** Aim **
Locate each line in the items below that contains the word "Target", and copy those lines.

** The data **

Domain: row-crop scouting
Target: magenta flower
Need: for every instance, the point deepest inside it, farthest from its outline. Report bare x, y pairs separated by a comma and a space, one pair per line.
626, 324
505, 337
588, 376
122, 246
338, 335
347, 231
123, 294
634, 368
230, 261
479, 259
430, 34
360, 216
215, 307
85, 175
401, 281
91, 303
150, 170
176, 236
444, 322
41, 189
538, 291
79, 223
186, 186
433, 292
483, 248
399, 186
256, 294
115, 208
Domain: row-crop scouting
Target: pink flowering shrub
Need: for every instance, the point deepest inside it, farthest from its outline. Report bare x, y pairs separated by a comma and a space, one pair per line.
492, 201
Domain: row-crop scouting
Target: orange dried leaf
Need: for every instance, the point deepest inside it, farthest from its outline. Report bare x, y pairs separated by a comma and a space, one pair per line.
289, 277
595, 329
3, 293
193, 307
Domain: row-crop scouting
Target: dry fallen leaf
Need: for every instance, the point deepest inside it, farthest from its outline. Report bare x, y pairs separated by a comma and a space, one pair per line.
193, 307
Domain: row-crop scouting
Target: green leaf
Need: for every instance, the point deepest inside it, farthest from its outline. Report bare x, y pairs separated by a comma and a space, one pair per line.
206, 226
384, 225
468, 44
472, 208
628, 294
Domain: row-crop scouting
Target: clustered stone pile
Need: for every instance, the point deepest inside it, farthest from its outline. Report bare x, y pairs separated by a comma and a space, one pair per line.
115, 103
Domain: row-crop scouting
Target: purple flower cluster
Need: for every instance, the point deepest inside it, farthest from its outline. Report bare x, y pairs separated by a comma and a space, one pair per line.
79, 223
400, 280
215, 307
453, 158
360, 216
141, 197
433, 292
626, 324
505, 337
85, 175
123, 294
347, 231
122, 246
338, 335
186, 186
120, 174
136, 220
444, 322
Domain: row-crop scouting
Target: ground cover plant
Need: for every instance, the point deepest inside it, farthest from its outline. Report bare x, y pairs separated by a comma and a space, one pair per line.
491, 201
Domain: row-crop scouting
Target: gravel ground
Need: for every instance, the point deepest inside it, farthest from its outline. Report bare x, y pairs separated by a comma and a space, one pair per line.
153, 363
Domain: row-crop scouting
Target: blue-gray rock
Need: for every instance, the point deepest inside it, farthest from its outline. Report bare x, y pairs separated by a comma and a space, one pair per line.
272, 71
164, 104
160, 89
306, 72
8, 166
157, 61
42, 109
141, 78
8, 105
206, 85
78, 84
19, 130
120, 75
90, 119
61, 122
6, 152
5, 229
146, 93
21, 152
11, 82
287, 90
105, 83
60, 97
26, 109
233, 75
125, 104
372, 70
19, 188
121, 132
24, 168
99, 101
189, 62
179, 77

** Solution for this task **
Target: magenta flower
Target: pink flowering shrub
Target: orange dried leaf
Target: dry fallen leaf
Target: green leaf
Target: clustered stone pile
Target: purple flower cluster
Target: ground cover plant
Target: gravel ground
Target: blue-gray rock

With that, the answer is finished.